* The request *
Write the material out again in full, exactly.

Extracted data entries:
════

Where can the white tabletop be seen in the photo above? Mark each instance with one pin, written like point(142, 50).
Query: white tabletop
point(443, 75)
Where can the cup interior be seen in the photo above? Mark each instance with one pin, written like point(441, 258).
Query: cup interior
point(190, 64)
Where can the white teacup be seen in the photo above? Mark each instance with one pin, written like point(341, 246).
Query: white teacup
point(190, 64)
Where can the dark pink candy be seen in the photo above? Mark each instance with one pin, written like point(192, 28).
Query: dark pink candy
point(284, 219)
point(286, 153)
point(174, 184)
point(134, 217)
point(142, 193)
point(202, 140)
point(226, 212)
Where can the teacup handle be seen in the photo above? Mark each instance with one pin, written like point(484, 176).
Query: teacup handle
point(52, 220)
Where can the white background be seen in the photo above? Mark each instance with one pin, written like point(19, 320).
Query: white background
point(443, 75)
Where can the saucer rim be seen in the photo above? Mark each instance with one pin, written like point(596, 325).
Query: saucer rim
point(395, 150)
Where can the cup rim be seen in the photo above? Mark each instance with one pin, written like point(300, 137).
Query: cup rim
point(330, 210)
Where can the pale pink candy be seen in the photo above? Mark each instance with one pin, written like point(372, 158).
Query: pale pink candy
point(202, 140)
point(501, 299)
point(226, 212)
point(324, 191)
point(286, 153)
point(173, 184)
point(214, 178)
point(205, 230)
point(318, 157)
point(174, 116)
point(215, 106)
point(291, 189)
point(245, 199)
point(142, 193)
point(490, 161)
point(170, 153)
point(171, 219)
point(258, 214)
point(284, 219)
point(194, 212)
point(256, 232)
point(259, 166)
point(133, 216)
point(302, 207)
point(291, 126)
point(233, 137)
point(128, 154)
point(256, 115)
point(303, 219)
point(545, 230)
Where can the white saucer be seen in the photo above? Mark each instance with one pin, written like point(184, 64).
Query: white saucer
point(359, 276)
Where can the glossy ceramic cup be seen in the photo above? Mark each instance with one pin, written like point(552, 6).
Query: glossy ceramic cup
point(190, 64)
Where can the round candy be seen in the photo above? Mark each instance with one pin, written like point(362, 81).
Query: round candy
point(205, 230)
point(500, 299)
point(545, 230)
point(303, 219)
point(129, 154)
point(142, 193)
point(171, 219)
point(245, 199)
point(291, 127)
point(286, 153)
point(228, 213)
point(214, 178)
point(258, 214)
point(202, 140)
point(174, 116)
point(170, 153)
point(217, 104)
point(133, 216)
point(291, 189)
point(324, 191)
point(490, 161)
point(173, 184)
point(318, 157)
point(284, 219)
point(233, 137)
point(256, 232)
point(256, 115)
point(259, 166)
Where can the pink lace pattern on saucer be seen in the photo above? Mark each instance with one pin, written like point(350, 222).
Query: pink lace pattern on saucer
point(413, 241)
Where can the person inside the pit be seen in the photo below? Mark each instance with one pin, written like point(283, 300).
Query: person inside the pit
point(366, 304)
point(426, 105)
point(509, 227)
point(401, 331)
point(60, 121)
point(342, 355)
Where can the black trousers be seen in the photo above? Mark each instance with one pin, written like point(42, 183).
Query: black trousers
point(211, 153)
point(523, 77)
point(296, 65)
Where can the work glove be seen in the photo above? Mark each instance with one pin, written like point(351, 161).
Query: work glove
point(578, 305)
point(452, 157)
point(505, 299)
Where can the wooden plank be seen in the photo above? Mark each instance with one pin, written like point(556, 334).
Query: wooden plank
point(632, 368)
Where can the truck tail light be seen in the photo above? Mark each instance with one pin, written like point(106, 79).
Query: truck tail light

════

* Full output *
Where can the white tabletop be seen in the photo above? Mark each instance with one pin, written like point(142, 50).
Query: white tabletop
point(443, 75)
Where can the cup interior be seen in the photo above? Mark each instance with one pin, written like point(441, 258).
Query: cup interior
point(190, 64)
Where can the white teacup be seen in the photo above? Mark each instance with one pin, written like point(341, 246).
Query: white teacup
point(190, 64)
Where can the dark pink candy be seen in the photo above? Mark each instance with one pin, written like point(192, 28).
Query: dark pink candy
point(284, 219)
point(286, 153)
point(174, 184)
point(134, 217)
point(142, 193)
point(202, 140)
point(226, 212)
Where can the teacup handle be seen in the photo above? Mark each instance with one pin, written like point(484, 176).
Query: teacup handle
point(52, 220)
Where can the white background be seen in the photo above? Mark each instance with one pin, written like point(19, 320).
Query: white background
point(443, 75)
Where can the saucer rim be seen in the photo above? Mark each instance with one pin, written like point(596, 325).
Query: saucer rim
point(395, 150)
Where can the cup rim be seen in the photo above? Mark each instance with one pin, written like point(300, 137).
Query: cup rim
point(330, 210)
Where can the pale pink candy be seen in the photo above? Mark each instance with one pin, written like point(372, 158).
Query: pale pink candy
point(202, 140)
point(501, 299)
point(226, 212)
point(324, 191)
point(286, 153)
point(173, 184)
point(214, 178)
point(205, 230)
point(318, 157)
point(174, 116)
point(215, 106)
point(291, 189)
point(245, 199)
point(142, 193)
point(490, 161)
point(170, 153)
point(171, 219)
point(258, 214)
point(284, 219)
point(194, 212)
point(256, 232)
point(259, 166)
point(133, 216)
point(302, 207)
point(291, 126)
point(233, 137)
point(128, 154)
point(256, 115)
point(303, 219)
point(545, 230)
Where can the white saucer be seen in the photo above? Mark each instance with one pin, written like point(184, 64).
Query: white saucer
point(359, 276)
Where can the glossy ceramic cup be seen in the photo above? Mark each instance with one pin, written like point(552, 6).
Query: glossy ceramic cup
point(190, 64)
Where can the round candy be seen in the photo above? Mark each instance with one pin, written like point(362, 81).
Query: round candy
point(205, 230)
point(500, 299)
point(545, 230)
point(303, 219)
point(129, 154)
point(142, 193)
point(171, 219)
point(245, 199)
point(291, 127)
point(286, 153)
point(228, 213)
point(214, 178)
point(258, 214)
point(202, 140)
point(174, 116)
point(170, 153)
point(217, 104)
point(133, 216)
point(291, 189)
point(324, 191)
point(490, 161)
point(173, 184)
point(318, 157)
point(284, 219)
point(233, 137)
point(256, 232)
point(256, 115)
point(259, 166)
Where can the pink lace pattern on saucer be seen in the photo above? Mark each instance with one pin, written like point(350, 222).
Query: pink lace pattern on saucer
point(413, 241)
Where can the person inside the pit be seen in the photo below? Mark each instance with one pin, written like point(283, 300).
Query: person inside the pit
point(366, 304)
point(426, 105)
point(509, 227)
point(401, 331)
point(60, 121)
point(342, 355)
Where can the black trousers be seen in the photo above? Mark each instance with one pin, written like point(42, 183).
Query: black trousers
point(211, 153)
point(523, 77)
point(296, 65)
Where can the work glove be seen in the photo above? Mark each instance with one pin, written like point(351, 161).
Query: work glove
point(578, 305)
point(452, 157)
point(505, 299)
Where can the wooden plank be seen in the photo above? Mark each instance with one pin, written like point(556, 334).
Query: wooden plank
point(632, 368)
Where can the truck tail light be seen in the photo above? Mark each instance with one pin, written like point(106, 79).
Query: truck tail light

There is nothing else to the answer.